start Text provided

# Selling my Sudwala weeks



## cjr (Jun 13, 2012)

I sent Sudwala an email regarding selling my weeks. I was informed that Multi Destination Club has taken this over. My emails to them have been responded to very quickly, but I have never heard of them. Any info on this company. They must be legit as they had the information regarding my two weeks..I did not provide them with this information.


----------



## Carolinian (Jun 13, 2012)

While I do not find any links to The Bullfrog, and his points clubs usually have obvious links, this seems to be a similar operation in some respects, although not necessarily in crashing resorts.  South Africa has had lots of shady points clubs, some of which have collapsed and some still around.  It is not a good sign the the resort referred you to them.

The SA consumer site is HelloPeter.com and going to that site, I find this:

http://www.hellopeter.com/mdc/compliments-and-complaints


----------



## Gramma5 (Jun 14, 2012)

end Text provided
start Record excerpts

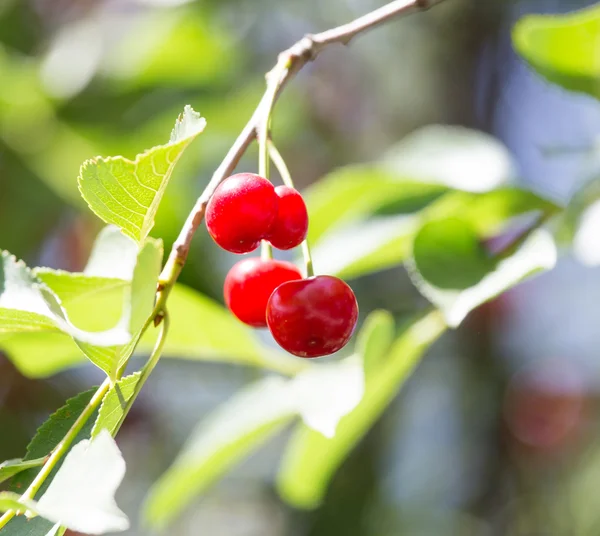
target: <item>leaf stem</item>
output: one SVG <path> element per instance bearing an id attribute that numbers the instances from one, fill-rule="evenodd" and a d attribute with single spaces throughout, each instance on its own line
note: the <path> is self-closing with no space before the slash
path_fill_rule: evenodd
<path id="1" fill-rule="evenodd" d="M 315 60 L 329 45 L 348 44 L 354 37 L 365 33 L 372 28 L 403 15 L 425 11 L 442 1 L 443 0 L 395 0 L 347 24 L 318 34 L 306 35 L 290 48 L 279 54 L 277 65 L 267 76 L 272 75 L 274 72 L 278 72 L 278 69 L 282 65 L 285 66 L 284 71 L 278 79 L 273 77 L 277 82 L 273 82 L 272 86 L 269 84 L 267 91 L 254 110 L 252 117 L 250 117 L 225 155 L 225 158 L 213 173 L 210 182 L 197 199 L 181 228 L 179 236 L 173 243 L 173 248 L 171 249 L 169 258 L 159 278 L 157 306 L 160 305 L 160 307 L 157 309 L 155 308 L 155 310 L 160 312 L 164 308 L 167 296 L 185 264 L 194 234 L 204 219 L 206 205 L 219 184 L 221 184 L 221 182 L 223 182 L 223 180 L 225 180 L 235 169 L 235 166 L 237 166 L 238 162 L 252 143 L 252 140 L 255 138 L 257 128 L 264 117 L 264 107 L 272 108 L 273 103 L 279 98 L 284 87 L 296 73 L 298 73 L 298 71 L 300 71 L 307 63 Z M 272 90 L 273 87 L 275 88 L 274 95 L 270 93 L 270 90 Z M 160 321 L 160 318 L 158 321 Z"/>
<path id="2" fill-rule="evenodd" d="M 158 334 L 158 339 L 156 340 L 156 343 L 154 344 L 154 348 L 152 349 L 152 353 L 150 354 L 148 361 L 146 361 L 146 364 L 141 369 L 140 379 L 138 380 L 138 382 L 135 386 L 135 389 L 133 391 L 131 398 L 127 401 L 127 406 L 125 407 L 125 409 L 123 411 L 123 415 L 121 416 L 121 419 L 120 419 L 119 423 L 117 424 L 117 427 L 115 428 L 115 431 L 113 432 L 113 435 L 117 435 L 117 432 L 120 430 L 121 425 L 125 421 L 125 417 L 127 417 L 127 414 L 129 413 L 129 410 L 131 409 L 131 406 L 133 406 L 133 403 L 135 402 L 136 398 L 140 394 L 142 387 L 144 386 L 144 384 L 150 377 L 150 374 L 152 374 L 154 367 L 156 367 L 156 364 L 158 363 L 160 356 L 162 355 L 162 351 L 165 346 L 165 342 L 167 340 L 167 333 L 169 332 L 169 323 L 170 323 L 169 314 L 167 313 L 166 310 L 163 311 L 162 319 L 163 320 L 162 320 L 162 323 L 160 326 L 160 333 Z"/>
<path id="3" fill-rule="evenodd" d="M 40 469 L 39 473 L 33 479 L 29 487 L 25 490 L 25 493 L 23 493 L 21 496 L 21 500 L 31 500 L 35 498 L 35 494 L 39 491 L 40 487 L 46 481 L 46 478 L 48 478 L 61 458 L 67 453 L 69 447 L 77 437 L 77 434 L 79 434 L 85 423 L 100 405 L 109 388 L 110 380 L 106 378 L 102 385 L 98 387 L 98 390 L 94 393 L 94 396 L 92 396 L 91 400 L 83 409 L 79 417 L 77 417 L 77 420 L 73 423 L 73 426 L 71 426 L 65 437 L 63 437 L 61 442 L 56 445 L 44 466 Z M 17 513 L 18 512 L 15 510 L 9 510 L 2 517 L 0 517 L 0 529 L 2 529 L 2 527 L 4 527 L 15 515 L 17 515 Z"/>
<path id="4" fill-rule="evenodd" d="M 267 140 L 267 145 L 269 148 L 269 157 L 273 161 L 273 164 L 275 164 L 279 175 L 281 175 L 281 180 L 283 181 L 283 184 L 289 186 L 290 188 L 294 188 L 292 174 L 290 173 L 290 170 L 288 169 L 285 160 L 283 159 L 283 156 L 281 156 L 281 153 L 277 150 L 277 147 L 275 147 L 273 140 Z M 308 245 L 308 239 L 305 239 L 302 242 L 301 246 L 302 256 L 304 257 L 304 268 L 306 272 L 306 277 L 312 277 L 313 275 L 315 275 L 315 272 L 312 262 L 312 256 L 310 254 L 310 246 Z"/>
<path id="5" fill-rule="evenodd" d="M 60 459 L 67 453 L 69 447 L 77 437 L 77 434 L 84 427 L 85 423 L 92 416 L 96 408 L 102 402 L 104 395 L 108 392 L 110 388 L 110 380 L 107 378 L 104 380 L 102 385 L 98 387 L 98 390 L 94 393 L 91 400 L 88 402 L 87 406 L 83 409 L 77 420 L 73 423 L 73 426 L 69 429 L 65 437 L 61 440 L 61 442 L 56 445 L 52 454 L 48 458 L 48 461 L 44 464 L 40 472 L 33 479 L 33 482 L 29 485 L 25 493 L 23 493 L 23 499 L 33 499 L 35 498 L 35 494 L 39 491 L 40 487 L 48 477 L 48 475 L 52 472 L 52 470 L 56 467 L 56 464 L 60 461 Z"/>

end Record excerpts

- Objective -
Reproduce word for word the entire forum thread above about selling Sudwala weeks.

- Task output -
# Selling my Sudwala weeks



## cjr (Jun 13, 2012)

I sent Sudwala an email regarding selling my weeks. I was informed that Multi Destination Club has taken this over. My emails to them have been responded to very quickly, but I have never heard of them. Any info on this company. They must be legit as they had the information regarding my two weeks..I did not provide them with this information.


----------



## Carolinian (Jun 13, 2012)

While I do not find any links to The Bullfrog, and his points clubs usually have obvious links, this seems to be a similar operation in some respects, although not necessarily in crashing resorts.  South Africa has had lots of shady points clubs, some of which have collapsed and some still around.  It is not a good sign the the resort referred you to them.

The SA consumer site is HelloPeter.com and going to that site, I find this:

http://www.hellopeter.com/mdc/compliments-and-complaints


----------



## Gramma5 (Jun 14, 2012)